++++ Исходный текст ++++

Людские сообщества не свободны от хаотической энтропии, которая была их источником: она будет править их судьбой.
Оцепенение слушания подобно смерти.
Песня-приманка позволяет выстрелить и убить. Эта функция свойственна даже самой изысканной музыке.
В период истребления миллионов евреев руководство лагерей сознательно прибегло к этому свойству музыки. Вагнер, Брамс, Шуберт стали современными сиренами. Реакция Владимира Янкелёвича[203], запретившего себе слушать и анализировать немецкую музыку, носила чисто национальную окраску.
Хотя, может быть, следует принимать во внимание не национальность композитора, а происхождение самой музыки. Самой изначальной музыки.
Некогда философы утверждал и, что английское слово bell (колокол) происходит от латинского beflum (война) — что звонкий, зачаровывающий колокол ведет свое происхождение от войны.
Рэймонд Мюррей Шейфер[204] свидетельствует, что за время Второй мировой войны немцы конфисковали по всей Европе тридцать три тысячи колоколов и перелили их в пушки. С наступлением мира храмы, соборы и церкви потребовали возврата своего достояния, и эти пушки — символ поражения врага — были им возвращены. Пасторы и кюре перелили их в колокола.
Слово la cloche (колокол) связано с животными, с домашним скотом. Слово le cloche (било) связано с латинским bellam, с французским глаголом beugler — мычать, реветь (о скоте), орать (о людях). Может быть, «колокол» — это мычание людей?
Гёте, в возрасте семидесяти пяти лет, написал: «Военная музыка заставляет меня распрямиться, точно пальцы разжатого кулака».
В монастыре Святого Марка во Флоренции есть колокол-осквернитель.

++++

Задания:
• a. Сколько колоколов, по свидетельству Рэймонда Мюррея Шейфера, немцы конфисковали по всей Европе за время Второй мировой войны, согласно тексту о музыке и войне?
• b. Продолжите текст о музыке и войне, начав сразу после его последнего предложения.

++++ Записи ++++

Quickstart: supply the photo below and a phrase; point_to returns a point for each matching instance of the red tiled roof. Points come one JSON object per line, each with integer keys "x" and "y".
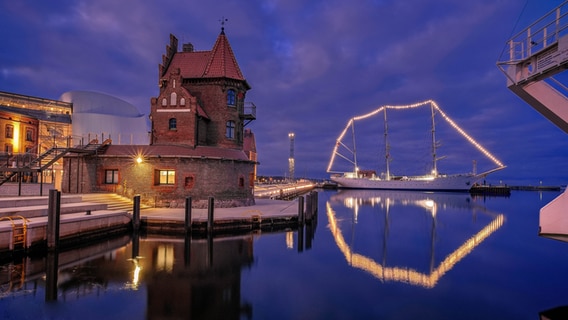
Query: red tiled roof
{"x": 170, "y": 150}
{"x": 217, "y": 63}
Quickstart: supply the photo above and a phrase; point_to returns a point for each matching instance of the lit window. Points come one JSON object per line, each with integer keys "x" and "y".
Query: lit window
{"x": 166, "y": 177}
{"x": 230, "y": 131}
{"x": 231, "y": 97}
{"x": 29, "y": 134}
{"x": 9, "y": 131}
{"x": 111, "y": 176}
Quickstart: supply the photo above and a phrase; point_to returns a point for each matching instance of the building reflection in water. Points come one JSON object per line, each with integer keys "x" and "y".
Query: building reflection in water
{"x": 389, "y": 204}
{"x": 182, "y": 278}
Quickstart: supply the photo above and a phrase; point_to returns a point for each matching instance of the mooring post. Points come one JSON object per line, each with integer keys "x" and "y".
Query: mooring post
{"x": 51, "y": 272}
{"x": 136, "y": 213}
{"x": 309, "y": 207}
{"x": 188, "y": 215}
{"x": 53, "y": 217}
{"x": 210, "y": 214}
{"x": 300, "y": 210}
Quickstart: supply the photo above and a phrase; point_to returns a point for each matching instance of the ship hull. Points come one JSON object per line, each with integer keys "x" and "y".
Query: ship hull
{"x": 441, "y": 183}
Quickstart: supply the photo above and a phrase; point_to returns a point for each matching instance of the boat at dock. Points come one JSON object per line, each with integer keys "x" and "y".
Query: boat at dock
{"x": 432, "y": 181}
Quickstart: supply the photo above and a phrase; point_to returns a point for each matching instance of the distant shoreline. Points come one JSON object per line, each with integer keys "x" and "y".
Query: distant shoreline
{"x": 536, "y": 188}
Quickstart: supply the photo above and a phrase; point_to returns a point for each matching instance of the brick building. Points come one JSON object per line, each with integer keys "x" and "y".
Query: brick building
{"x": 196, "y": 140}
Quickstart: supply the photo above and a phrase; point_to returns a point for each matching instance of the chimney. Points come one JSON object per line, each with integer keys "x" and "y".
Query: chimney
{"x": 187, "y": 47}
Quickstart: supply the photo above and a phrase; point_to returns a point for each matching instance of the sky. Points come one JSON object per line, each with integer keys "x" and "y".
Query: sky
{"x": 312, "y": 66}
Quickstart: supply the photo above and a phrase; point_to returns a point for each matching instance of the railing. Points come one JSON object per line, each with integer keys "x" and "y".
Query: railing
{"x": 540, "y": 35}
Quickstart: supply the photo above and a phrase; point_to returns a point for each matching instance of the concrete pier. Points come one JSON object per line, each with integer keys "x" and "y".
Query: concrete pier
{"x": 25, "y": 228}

++++

Ответы к заданиям:
• a. Тридцать три тысячи колоколов.

• b.
Это бронзовый колокол с треснувшей деревянной красно-черной ручкой, стоящий прямо на земле у дверей Капитула, в тихом монастырском саду. Его называют «Пьяньона» (плакса). Этот колокол созвал толпу, которая взяла приступом монастырь, чтобы захватить Савонаролу.
Во искупление этого греха колокол сослали в монастырь Сан-Сальваторе-аль-Монте и всю дорогу хлестали бичами.
Нюрнбергскому трибуналу следовало бы потребовать, чтобы такими же бичами раз в год на всех улицах немецких городов хлестали портрет Рихарда Вагнера[205].
Патриотическая музыка носит на себе отпечаток инфантильности; она воодушевляет, как смелый прыжок, вызывает дрожь, наполняет душу радостным волнением, чувством нежданной причастности к великому событию.
Выживший в лагере смерти Казимеж Гвиздка писал: «Когда узники Аушвица, измученные долгим рабочим днем, шатаясь, брели в колонне к лагерю, они еще издали слышали музыку оркестра, игравшего за лагерной решеткой, и это их воодушевляло. Музыка придавала им бодрости, вселяла в них мужество и наделяла сверхъестественной силой, чтобы выжить».
Выжившая в лагере смерти Романа Дуразкова рассказывала: «Мы возвращаемся с работы. Лагерь уже близко. Оркестр лагеря Биркенау исполняет модный фокстрот. От его игры у нас все кипит внутри. Как же мы ненавидим эту музыку! И как нам ненавистны исполнительницы — эти куклы, сидящие на стульчиках, в небесно-голубых платьях с белыми воротничками. Они не просто сидят — им полагаются стулья!
Эта музыка должна нас ободрить. Она призывает мобилизовать все силы — подобно трубе перед сражением. Звуки оркестра взбадривают даже таких жалких полудохлых кляч, как мы, и женщины начинают притоптывать разбитыми башмаками в такт музыке».
Пиндар, «Пифийская ода» 1,1.
«Златая лира, коей слушается поступь…»
Симон Лакс писал о том, что музыка, по его убеждению, оказывала подавляющее действие на людей, обреченных на гибель. Когда он дирижировал оркестром, у него возникало чувство, что музыка только усугубляет их пассивность, способствуя умственной и физической прострации, в которую голод и запах смерти ввергали тела заключенных-слушателей. Он уточняет: «Разумеется, во время воскресных концертов некоторые из слушателей получали удовольствие от музыки. Но это удовольствие было чисто пассивным, без соучастия, без реакции. А были и такие, что проклинали и оскорбляли нас, смотрели искоса, считали выскочками, которым не суждено разделить их судьбу».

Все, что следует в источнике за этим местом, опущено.